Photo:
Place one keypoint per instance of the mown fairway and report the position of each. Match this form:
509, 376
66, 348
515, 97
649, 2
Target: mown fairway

▸ **Work order**
Output an identical copy of every record above.

▸ **Answer section**
Photo:
Place one keypoint per instance of the mown fairway and report the position of each. Match this form:
509, 376
66, 348
515, 97
649, 2
Target: mown fairway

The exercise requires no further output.